Image segmentation entries:
· · ·

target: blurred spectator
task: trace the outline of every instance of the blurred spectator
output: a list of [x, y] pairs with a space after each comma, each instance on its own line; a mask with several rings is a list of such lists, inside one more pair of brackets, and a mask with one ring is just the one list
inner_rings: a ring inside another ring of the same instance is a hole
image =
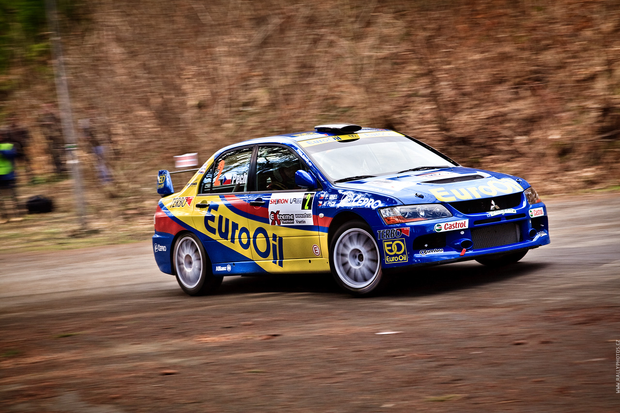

· · ·

Rewrite the listing with "instance" swapped for "object" throughout and nothing else changed. Leave the pictures out.

target: blurred spectator
task: trace the outline of every object of the blurred spectator
output: a list of [x, y] pairs with a space after each comma, each object on its own line; a mask with several rings is a list of such lists, inside one more pair of brackets, and a mask with one ring is just the one list
inner_rings: a ring inside another ring of the same object is a hole
image =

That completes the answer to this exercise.